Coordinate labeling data
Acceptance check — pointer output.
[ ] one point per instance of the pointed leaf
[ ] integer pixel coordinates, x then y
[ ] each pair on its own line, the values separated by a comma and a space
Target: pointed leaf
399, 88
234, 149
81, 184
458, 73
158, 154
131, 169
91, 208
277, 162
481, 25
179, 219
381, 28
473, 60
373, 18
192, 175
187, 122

- _Stated problem_
Scale the data by rewriting every line, requests included, with each x and y coordinate in the answers multiplied by 0.8 and rounded to the nearest whole number, halves rounding up.

- _Result_
Acceptance check — pointer output.
[ ] one point per instance of the pointed leaf
[ ] integer pixel coordinates, x then y
[ ] each pair on its own line, the values separated by a comma and a space
Target: pointed leaf
319, 70
187, 119
65, 147
366, 58
126, 123
105, 135
73, 166
222, 130
385, 20
143, 175
305, 22
378, 48
298, 14
154, 140
150, 98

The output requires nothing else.